Using the information
1 - Summarize the Hamilton post in two sentences.
2 - Output the passage of the Hamilton post from "I was a latecomer" to "of it right.".
3 - Go on with the Hamilton post from the point where it stops.

START Text block

I was a latecomer to the “Hamilton, The Musical” phenomenon. I love musicals and I used to go to NYC once or twice a year with my daughter to see musicals. We would usually buy tickets to one show ahead of time and then decide on the others when we got there. Using the phrase “used to” to describe my visits is just because of COVID and I will not be going this year, but when Broadway is back, I will be back. We had planned to see “Hamilton” this spring.
Finally, I listened to the musical soundtrack for “Hamilton” a couple of weeks ago and then signed up for Disney+ this week and watched the show. I had avoided it because I figured Lin-Manuel Miranda would get the history wrong, because everybody does but I was pleasantly surprised, he got almost all of it right.
Then enter the “cancel culture.” Supposedly, he didn’t address slavery appropriately for the Twitter mob and #cancelHamilton started trending. My view is, Miranda has nothing to apologize for. He addressed the discussion of slavery accurately for its time and showed the Founding Fathers as flawed men, which they were, which we all are. Additionally, he has done more to make Broadway “woke” since Rodgers and Hammerstein’s “South Pacific” dealt with racism in its day. He has done more for making Broadway diverse than any single person and I applaud him for that!
But then he apologized instead of defending his record. He said he could do more. Of course, he can, we all can do more. But how much more is good enough for the mob when perfection is their goal—for you, but not for them.

END Text block
START Supplied information

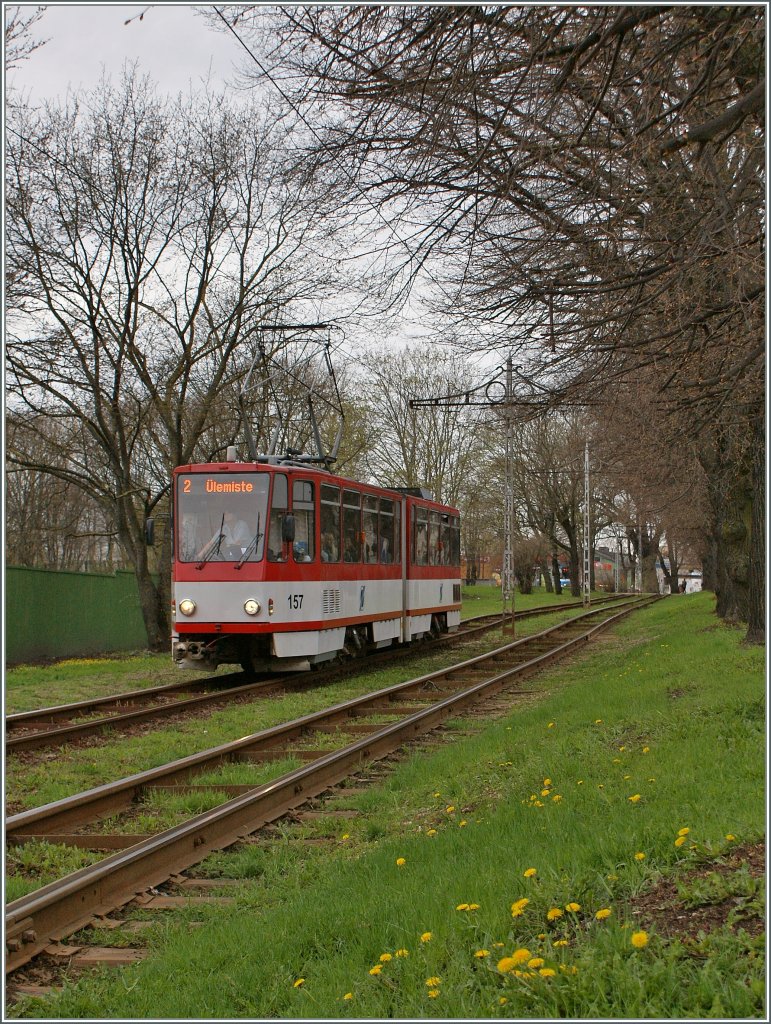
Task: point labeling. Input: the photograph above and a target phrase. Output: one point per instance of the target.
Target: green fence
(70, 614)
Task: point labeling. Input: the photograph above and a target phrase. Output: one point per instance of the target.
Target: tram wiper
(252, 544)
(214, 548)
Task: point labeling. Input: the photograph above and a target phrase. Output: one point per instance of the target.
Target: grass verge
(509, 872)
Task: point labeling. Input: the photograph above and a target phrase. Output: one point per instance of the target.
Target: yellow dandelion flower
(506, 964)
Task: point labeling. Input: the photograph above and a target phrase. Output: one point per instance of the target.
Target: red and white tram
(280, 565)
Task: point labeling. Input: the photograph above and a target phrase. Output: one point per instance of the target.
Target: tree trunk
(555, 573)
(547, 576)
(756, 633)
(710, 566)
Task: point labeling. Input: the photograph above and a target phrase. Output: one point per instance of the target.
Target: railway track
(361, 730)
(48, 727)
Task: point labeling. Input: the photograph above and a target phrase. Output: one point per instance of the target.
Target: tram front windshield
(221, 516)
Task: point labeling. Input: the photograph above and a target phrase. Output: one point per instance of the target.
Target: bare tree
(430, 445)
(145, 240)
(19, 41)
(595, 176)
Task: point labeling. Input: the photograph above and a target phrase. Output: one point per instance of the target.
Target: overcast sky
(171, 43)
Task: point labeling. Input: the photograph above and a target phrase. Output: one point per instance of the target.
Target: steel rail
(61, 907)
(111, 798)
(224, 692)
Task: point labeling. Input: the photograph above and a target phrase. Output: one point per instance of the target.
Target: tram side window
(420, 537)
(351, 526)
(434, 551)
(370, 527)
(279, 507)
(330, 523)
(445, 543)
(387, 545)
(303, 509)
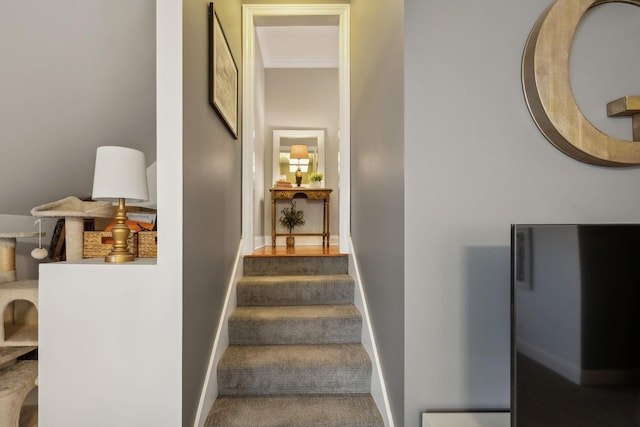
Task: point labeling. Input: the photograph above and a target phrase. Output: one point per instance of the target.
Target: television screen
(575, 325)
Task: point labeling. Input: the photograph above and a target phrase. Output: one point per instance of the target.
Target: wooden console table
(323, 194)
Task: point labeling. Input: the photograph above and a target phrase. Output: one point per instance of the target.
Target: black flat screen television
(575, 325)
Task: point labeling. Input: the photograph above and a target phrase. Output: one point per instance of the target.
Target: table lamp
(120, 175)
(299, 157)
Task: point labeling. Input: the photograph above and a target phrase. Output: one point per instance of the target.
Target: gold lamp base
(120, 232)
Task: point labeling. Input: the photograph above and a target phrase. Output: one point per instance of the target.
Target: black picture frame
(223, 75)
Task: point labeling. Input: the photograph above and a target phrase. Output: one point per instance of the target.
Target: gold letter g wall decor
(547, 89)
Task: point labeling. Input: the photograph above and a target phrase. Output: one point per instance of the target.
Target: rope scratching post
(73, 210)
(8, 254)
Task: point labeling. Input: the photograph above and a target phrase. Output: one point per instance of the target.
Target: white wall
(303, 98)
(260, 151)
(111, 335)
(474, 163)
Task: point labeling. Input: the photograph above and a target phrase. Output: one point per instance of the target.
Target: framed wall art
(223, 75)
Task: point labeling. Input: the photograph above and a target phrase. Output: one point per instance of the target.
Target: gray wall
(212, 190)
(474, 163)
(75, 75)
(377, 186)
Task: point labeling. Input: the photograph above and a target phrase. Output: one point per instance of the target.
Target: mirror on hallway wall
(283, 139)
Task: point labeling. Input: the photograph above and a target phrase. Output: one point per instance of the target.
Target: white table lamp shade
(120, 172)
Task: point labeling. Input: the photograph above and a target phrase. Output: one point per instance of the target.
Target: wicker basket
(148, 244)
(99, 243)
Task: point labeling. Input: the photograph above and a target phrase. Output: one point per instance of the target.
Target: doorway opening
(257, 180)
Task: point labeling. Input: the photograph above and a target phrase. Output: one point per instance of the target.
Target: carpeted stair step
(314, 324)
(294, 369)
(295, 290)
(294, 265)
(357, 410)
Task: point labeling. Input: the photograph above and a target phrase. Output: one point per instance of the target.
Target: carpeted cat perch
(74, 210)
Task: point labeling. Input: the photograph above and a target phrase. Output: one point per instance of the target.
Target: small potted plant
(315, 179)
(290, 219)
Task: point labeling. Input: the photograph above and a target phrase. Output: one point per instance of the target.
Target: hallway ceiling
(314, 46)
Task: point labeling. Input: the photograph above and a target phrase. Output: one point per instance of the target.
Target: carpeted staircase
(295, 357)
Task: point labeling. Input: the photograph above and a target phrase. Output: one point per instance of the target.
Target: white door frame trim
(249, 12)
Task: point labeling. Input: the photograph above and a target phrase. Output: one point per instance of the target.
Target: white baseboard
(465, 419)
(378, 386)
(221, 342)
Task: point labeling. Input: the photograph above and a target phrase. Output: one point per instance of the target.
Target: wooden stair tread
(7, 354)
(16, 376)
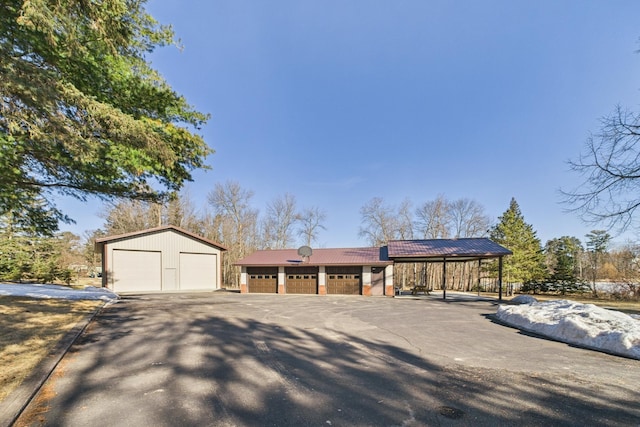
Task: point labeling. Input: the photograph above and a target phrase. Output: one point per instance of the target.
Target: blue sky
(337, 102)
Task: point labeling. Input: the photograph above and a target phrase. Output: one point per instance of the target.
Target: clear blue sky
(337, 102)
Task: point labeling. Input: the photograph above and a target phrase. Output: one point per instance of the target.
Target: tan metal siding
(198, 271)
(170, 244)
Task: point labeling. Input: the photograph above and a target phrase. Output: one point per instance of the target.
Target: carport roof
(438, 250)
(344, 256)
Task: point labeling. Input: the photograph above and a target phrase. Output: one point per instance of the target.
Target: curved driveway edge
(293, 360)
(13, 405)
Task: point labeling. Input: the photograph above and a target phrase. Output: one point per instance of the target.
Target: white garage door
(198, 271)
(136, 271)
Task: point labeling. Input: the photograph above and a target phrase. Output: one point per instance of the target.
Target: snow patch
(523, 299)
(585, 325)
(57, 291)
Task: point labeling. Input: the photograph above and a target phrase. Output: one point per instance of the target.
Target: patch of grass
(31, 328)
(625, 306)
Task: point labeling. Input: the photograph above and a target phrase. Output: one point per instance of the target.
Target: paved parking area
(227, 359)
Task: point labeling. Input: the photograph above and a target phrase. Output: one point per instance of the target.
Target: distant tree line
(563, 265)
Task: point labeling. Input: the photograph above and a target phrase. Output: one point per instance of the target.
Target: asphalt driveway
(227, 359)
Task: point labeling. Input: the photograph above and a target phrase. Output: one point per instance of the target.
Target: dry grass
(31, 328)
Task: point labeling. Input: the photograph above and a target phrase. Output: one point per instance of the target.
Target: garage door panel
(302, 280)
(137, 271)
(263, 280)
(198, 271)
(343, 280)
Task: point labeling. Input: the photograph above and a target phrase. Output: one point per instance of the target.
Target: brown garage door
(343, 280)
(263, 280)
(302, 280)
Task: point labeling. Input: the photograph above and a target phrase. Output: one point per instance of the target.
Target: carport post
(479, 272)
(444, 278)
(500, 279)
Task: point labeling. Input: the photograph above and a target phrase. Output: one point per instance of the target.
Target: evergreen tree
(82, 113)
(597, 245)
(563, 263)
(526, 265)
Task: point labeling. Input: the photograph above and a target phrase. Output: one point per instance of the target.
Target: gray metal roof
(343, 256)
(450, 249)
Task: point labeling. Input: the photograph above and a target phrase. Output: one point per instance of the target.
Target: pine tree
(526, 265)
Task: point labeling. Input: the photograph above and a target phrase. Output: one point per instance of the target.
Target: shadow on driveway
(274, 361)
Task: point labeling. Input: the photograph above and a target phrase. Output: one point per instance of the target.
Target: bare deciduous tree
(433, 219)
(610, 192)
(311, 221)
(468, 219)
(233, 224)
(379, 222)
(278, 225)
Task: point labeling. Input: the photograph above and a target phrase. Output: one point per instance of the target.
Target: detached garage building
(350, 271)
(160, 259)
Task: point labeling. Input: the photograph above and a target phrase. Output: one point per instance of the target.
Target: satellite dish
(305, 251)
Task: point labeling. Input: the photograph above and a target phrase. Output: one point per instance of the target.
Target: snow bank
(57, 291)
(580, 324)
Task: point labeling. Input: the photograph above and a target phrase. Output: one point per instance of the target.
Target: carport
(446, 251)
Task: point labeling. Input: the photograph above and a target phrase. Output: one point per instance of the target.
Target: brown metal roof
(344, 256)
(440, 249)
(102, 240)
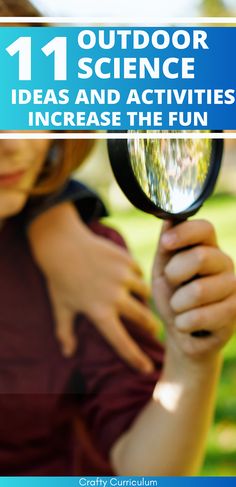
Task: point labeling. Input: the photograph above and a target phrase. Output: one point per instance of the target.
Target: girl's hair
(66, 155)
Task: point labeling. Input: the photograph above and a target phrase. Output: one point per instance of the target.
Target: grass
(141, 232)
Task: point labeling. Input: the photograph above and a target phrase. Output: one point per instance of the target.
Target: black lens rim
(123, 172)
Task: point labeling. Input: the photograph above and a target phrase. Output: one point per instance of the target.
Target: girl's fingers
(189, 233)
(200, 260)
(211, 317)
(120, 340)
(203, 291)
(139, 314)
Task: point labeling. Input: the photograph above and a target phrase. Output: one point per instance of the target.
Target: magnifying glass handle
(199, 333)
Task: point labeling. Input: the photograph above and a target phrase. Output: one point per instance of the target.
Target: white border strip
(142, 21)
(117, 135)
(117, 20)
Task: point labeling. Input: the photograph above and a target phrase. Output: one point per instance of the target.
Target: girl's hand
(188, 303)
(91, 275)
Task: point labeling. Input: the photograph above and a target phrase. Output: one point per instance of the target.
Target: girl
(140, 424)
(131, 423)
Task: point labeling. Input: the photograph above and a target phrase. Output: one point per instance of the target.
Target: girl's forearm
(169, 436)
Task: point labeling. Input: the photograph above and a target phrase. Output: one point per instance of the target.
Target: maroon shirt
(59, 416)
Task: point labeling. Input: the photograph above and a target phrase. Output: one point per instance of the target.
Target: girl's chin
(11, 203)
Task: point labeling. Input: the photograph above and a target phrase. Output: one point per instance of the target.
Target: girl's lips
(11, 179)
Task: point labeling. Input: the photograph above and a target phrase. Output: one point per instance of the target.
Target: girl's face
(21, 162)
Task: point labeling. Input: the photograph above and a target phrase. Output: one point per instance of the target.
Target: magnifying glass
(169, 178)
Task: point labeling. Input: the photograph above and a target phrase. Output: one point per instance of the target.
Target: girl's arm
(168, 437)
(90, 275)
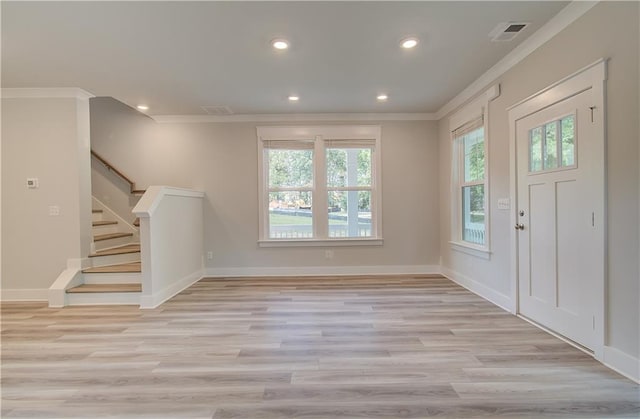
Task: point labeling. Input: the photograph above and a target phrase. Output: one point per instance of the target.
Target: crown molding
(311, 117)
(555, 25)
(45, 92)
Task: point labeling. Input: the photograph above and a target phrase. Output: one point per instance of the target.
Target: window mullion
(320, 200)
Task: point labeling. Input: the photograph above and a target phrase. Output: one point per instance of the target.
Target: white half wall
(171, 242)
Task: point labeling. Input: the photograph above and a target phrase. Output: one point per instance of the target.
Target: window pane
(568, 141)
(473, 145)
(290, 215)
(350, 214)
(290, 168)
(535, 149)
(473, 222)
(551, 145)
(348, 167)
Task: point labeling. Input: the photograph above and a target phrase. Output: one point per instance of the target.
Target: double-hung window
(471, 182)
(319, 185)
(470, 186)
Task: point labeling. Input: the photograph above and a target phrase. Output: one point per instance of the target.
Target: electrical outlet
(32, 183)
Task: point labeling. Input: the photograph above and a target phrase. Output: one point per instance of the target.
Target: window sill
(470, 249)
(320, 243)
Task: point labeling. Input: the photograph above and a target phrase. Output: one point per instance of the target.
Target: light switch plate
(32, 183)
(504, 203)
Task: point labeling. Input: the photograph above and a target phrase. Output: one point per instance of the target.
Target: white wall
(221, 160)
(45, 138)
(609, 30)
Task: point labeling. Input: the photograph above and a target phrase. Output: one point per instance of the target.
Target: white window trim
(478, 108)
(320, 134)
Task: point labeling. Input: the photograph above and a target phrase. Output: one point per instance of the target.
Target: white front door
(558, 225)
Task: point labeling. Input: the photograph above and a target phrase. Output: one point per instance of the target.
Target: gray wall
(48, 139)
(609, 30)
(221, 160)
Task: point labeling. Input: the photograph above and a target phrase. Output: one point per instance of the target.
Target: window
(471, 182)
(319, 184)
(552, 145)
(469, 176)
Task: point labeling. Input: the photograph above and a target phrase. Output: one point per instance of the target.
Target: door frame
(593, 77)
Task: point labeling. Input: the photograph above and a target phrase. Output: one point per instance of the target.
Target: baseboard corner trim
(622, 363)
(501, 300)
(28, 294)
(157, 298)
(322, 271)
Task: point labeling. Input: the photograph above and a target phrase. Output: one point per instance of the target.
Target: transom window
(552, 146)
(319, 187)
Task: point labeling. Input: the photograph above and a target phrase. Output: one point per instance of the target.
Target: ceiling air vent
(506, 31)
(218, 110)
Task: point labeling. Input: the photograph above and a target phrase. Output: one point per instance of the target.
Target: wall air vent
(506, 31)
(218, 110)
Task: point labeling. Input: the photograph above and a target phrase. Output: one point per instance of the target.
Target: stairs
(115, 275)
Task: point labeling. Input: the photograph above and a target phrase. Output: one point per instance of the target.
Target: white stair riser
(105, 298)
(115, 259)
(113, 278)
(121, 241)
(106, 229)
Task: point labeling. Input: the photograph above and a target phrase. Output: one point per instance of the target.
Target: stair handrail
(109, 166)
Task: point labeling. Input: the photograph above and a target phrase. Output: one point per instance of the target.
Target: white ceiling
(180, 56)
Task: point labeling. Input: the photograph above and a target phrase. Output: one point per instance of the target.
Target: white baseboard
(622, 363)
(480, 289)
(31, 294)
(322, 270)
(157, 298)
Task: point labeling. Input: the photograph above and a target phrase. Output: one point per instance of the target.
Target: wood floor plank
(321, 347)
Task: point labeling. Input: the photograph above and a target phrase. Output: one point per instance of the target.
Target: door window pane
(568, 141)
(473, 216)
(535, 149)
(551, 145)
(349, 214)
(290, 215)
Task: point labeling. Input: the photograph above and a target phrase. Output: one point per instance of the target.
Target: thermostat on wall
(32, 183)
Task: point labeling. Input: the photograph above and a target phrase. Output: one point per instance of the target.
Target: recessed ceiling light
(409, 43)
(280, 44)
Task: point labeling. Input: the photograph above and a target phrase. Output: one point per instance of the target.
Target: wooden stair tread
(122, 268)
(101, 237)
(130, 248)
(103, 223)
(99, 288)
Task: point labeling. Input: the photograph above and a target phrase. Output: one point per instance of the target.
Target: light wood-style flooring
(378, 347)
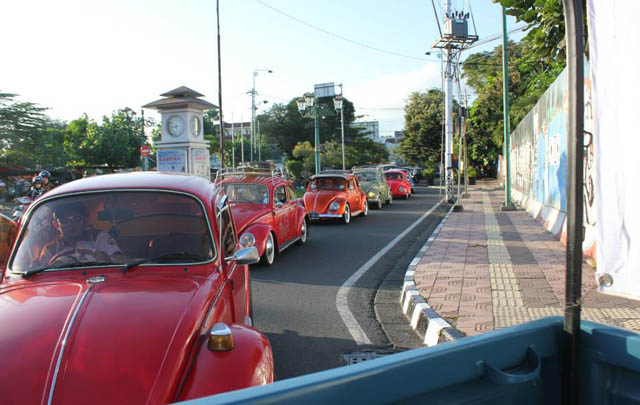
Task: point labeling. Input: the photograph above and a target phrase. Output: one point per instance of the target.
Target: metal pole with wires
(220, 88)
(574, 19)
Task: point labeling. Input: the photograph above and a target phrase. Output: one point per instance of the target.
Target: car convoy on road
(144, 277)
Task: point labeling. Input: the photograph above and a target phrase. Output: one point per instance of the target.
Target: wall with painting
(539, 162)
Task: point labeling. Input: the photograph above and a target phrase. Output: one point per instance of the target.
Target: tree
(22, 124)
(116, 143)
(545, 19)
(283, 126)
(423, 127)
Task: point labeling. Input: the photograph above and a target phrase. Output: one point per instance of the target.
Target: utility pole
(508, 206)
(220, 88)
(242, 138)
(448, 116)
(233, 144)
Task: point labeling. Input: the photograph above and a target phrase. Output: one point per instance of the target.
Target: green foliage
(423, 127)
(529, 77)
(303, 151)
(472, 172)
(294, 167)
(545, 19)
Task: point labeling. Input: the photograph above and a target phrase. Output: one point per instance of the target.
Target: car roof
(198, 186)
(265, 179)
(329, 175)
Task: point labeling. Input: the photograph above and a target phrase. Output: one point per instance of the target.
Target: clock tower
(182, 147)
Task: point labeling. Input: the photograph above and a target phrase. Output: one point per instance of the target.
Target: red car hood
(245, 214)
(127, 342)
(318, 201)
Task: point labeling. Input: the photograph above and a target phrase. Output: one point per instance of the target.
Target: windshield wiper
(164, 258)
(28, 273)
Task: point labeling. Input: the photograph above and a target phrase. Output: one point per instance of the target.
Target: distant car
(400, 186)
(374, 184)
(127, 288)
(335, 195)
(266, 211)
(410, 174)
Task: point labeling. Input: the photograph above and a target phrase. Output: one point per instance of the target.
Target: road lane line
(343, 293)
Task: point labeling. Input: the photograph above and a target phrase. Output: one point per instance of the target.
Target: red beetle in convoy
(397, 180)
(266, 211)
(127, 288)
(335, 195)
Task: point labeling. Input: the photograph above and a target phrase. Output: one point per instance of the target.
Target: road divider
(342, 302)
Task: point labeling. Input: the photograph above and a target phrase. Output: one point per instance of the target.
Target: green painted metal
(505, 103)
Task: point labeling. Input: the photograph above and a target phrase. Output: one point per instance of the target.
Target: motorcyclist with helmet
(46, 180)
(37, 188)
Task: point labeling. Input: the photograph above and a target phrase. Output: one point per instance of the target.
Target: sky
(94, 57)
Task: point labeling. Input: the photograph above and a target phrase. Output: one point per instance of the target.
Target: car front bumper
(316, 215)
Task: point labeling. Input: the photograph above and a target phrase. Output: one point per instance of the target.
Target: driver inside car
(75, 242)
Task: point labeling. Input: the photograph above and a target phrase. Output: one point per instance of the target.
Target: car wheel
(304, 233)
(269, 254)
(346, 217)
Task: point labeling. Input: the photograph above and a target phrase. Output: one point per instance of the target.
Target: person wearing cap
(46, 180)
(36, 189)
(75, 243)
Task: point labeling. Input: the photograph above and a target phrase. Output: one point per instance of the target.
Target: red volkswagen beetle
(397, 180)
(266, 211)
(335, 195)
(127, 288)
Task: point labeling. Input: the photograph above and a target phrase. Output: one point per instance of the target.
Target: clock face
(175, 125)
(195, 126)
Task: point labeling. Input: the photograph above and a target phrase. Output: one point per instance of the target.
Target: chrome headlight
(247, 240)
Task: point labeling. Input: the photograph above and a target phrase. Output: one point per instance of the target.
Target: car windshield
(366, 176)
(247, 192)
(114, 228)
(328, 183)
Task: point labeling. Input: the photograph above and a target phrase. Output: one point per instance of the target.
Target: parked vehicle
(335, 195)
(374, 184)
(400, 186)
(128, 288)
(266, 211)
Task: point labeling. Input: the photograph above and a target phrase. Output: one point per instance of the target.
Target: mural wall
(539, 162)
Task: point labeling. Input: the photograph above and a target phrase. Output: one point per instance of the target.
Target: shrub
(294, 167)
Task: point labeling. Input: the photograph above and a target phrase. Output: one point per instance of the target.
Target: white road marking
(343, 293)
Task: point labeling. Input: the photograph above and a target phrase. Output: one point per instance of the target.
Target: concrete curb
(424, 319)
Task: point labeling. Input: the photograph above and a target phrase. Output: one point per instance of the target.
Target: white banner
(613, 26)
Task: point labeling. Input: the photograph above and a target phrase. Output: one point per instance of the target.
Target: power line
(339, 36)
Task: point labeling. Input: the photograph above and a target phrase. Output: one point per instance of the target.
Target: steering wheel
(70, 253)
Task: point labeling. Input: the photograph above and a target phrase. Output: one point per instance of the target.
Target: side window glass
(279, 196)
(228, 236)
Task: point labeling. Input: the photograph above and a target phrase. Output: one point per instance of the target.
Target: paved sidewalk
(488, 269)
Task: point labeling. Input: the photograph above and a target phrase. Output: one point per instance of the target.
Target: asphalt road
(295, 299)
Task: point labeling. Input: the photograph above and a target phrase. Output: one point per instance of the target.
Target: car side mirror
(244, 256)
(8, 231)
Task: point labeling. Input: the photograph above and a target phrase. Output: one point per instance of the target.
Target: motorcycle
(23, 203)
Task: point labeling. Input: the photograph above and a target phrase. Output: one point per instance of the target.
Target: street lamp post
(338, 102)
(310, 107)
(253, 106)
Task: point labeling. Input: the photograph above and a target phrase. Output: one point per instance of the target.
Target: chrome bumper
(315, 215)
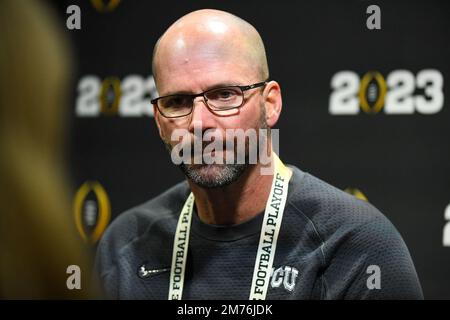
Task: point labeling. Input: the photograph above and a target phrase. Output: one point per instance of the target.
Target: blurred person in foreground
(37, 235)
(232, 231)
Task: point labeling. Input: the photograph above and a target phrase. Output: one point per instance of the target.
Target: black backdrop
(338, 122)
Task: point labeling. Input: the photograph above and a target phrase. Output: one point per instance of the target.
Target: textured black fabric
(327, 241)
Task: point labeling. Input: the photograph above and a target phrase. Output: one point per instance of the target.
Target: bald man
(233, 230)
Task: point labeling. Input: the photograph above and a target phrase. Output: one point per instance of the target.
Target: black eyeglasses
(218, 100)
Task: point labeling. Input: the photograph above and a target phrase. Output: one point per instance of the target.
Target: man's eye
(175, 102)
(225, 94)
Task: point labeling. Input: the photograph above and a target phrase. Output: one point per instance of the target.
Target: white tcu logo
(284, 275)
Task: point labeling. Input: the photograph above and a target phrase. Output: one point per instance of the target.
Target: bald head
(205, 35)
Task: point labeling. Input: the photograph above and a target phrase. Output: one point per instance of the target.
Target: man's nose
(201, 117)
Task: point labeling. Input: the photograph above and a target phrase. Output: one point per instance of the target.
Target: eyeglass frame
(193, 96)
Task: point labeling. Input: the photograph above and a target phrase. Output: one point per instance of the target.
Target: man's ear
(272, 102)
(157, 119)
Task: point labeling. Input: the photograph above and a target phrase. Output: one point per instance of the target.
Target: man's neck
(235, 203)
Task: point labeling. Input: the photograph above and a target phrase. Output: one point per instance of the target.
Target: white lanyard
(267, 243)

END Supplied information

Expected outputs
1 - The writer, a musical lover who had planned to see "Hamilton" this spring, finally listened to the soundtrack and watched the show on Disney+, and found that Lin-Manuel Miranda got almost all of the history right. The writer holds that Miranda had nothing to apologize for when #cancelHamilton trended over his handling of slavery, praises him for making Broadway more diverse than any single person, and faults him for apologizing instead of defending his record.

2 -
I was a latecomer to the “Hamilton, The Musical” phenomenon. I love musicals and I used to go to NYC once or twice a year with my daughter to see musicals. We would usually buy tickets to one show ahead of time and then decide on the others when we got there. Using the phrase “used to” to describe my visits is just because of COVID and I will not be going this year, but when Broadway is back, I will be back. We had planned to see “Hamilton” this spring.
Finally, I listened to the musical soundtrack for “Hamilton” a couple of weeks ago and then signed up for Disney+ this week and watched the show. I had avoided it because I figured Lin-Manuel Miranda would get the history wrong, because everybody does but I was pleasantly surprised, he got almost all of it right.

3 -
I would suggest the next time they start using their phone to record something they don’t like and want to cancel it, flip the picture around and take a selfie and ask, “What have I done to make things better?” Perfection is a thing that can never be attained, but our heroes have done more than people of their times—that’s what defines heroes, right? However, that will never good be enough for the mob.
Enter Goya Foods. They have been a part of roundtables about Latino owned businesses for years an across administrations and parties. They are the largest Latino owned business in the country and one of the largest in the world. The president of the company, Robert Unanue, praised the president as he had praised the president before him and probably if you look hard enough, you will find he’s a team player that has learned to work with people of all backgrounds. He’s not a hero; he’s a guy who has provided jobs and products with a level of success. Then the cancel culture came after them.
Since it was in the same week as the mob came after Lin-Manuel Miranda, he took to Twitter denouncing Goya Foods. Lin, can I call you Lin, you will never win that way. If you don’t want to buy Goya, that’s fine but as for me, I’ll be buying more because I like the company’s product and their moxie.
So I’m about working together and getting us to the next thing. Social Media is not real; the social media mob is not real. There are many of us that are too busy with our real lives to be bothered with who is in and who is out. I have been debating (with myself) on my own use of social media but we will talk more about that in the next months and then we will go to the polls and vote this November.